- [Source excerpt]
April 5, 2023 Musicology No Comments

In 2020, the Ninth Circuit famously found that Led Zeppelin’s “Stairway To Heaven” was not an infringement on Spirit’s “Taurus,” and the decision included that they were tossing out the so-called “Inverse Ratio Rule.” And I applauded. But now I’m reconsidering.

When I began to research new ideas about it, I was faced with my own writing from a few years ago. Then it was top of mind. The “Stairway To Heaven” trial, it seemed to me, had focused a long time on whether “Taurus,” the plaintiff’s allegedly infringed-upon work, was in Jimmy Page’s enormous record collection, or on whether Page would’ve been listening and taking in “Taurus” when the plaintiff’s band, Spirit, was a few times Led Zeppelin’s warm-up act. 

I could see value in getting the jury focused on that issue and having it play too big a part in their decision-making. (There’s a name for that, isn’t there?) I felt it would be confusing.

Let me explain the inverse ratio rule itself, quickly: It was established by the Ninth Circuit (the San Francisco-based US Court of Appeals) that the inverse ratio rule makes a ratio of two basic requirements of copyright infringement, “access” and “similarity.” Taken individually, these two things are pretty easy to understand. “Access” means “Did the accused infringer likely hear Song A before writing Song B? (Because you can’t have copied Song A if you’d never even heard it, right?”) And “similarity” asks, “Is Song B very much the same as Song A?” Also, in service to the question of access, we ask, “Is song B so very much the same as song A that the similarity is likely not a coincidence; and therefore, we should infer that the defendant must have heard song A first?” 

The inverse ratio rule took those two things — access and similarity — and reasoned that the more similarity you can find, the less access you should require to make your infringement case; and vice versa. And this is key because vice versa is what an inverse does! It simply flips the values and reverses the relationship, preserving the quantification.

And that’s simply nonsensical. Because if I write a song that is nearly identical to another, we might reasonably infer from that extreme similarity that I must have heard the earlier work. But the reverse doesn’t necessarily hold true; you can give me a perfect score for my familiarity with “Happy Birthday,” but it has little relevance as to whether the song I’m then writing will be similar to “Happy Birthday.” The ratio doesn’t serve us reliably in the inverse. 

I entertained the idea that the Ninth Circuit had a lapse in logic, adopted a non-sensical “rule,” and I had a good “gotcha” to talk about. Then when the Stairway To Heaven decision included tossing out the inverse ratio rule, I applauded. 

Then one day, I gave the matter additional thought and realized I had been hasty. 

No… that didn’t happen. 

What happened was I saw a video by Shyam Balganesh, a professor at Columbia, in which he described the Ninth Circuit’s tossing of the inverse ratio rule as a setback. I face-palmed and agreed. The inverse ratio rule was only simply non-sensical, not more thoughtfully non-sensical. Thoughtfully applied, of course, it was circumstantial evidence that could be taken into account in the service of finding truth.

Why did they throw it out? Why not explain and improve its application? Let me not repeat my mistake. Perhaps the Ninth Circuit rightly determined they did not have a good foundation on which to build. Or were otherwise wise.

- [Directive] In the post on the inverse ratio rule, which court established that rule? Please answer briefly.

- [Material provided]
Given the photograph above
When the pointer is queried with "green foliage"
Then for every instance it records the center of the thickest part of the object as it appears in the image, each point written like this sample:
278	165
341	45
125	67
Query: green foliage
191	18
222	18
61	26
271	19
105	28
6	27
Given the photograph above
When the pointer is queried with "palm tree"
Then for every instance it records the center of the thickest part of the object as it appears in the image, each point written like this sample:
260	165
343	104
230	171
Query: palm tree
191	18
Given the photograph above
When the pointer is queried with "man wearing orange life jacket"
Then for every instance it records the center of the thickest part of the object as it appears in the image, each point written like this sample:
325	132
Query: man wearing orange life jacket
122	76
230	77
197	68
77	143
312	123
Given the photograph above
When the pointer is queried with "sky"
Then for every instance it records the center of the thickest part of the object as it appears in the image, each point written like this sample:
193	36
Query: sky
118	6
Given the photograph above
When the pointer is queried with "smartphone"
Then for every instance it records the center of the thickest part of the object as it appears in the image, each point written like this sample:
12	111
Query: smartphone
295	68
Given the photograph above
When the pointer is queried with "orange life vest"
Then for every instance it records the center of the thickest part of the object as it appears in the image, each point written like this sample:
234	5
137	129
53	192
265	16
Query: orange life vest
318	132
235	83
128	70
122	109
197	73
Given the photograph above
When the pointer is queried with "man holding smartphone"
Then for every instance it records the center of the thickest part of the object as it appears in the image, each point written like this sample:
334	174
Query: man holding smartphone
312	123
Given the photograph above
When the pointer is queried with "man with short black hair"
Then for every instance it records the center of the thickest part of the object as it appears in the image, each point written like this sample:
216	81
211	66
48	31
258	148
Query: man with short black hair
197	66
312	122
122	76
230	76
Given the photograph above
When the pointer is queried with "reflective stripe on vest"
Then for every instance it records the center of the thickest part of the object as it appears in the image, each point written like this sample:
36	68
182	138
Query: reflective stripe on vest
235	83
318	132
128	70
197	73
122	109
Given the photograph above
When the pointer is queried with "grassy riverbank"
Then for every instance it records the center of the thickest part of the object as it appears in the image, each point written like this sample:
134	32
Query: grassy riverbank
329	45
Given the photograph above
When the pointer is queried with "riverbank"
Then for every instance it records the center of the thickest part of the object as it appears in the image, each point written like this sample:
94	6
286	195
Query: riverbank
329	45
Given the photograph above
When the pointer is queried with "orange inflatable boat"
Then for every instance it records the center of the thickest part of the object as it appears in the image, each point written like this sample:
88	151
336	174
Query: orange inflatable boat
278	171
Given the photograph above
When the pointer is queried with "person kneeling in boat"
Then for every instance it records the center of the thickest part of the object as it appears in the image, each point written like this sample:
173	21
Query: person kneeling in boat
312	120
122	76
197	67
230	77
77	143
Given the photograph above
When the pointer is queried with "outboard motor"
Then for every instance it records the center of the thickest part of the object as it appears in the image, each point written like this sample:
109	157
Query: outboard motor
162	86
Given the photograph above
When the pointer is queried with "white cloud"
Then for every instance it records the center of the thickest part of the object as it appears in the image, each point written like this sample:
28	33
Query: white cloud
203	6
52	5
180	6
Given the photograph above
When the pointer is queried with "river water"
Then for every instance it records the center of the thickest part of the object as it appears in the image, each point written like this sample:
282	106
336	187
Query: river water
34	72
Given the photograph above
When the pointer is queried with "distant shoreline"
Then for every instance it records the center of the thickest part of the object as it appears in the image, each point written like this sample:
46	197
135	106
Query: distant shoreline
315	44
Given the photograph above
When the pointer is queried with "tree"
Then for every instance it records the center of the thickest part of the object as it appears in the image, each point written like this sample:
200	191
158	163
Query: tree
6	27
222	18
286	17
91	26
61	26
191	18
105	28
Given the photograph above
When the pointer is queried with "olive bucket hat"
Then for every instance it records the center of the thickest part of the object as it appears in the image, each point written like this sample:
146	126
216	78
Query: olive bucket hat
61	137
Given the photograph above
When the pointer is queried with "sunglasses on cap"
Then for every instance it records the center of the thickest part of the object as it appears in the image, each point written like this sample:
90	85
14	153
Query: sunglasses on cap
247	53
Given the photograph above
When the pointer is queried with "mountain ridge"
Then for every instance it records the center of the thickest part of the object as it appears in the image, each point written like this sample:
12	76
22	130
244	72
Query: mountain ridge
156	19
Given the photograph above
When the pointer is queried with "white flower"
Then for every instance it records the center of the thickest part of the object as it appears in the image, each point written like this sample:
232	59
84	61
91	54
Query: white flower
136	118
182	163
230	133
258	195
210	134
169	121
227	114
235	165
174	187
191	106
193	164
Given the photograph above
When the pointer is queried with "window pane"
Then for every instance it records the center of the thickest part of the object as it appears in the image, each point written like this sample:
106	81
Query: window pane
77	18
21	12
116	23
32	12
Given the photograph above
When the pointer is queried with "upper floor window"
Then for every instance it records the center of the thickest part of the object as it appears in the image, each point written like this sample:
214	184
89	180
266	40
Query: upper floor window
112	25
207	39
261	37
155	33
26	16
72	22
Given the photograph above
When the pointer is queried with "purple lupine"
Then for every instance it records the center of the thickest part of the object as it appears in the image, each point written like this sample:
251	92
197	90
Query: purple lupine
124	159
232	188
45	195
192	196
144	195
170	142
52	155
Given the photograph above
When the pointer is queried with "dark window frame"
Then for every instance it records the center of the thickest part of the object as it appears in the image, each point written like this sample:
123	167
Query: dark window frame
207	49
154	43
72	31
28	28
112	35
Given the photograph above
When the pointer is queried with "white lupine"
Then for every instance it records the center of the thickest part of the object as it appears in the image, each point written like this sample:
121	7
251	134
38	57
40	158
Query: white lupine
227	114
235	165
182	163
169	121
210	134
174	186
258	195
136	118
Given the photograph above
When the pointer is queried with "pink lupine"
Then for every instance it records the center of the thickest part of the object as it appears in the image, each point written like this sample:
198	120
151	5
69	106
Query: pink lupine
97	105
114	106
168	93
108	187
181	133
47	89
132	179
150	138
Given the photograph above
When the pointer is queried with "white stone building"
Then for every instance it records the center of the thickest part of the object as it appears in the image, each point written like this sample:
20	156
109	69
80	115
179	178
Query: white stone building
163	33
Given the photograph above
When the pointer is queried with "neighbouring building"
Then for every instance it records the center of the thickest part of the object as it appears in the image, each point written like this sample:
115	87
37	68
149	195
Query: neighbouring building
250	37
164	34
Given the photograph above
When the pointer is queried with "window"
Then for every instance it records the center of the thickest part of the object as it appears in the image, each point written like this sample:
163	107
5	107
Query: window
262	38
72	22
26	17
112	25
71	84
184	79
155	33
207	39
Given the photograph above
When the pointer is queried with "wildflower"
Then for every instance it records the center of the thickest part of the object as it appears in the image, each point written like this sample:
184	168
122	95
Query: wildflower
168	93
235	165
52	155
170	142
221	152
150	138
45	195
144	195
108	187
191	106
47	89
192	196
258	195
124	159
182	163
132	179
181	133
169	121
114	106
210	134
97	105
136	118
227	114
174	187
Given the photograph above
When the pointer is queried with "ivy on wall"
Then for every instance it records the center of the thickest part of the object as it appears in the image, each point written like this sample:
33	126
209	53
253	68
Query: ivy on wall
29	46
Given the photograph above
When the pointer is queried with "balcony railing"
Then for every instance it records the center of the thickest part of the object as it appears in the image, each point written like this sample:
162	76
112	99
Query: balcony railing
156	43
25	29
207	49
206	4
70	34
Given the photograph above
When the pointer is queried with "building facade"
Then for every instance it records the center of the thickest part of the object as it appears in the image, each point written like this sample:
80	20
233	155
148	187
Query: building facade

- [Solved exercise] The Ninth Circuit, the San Francisco-based US Court of Appeals.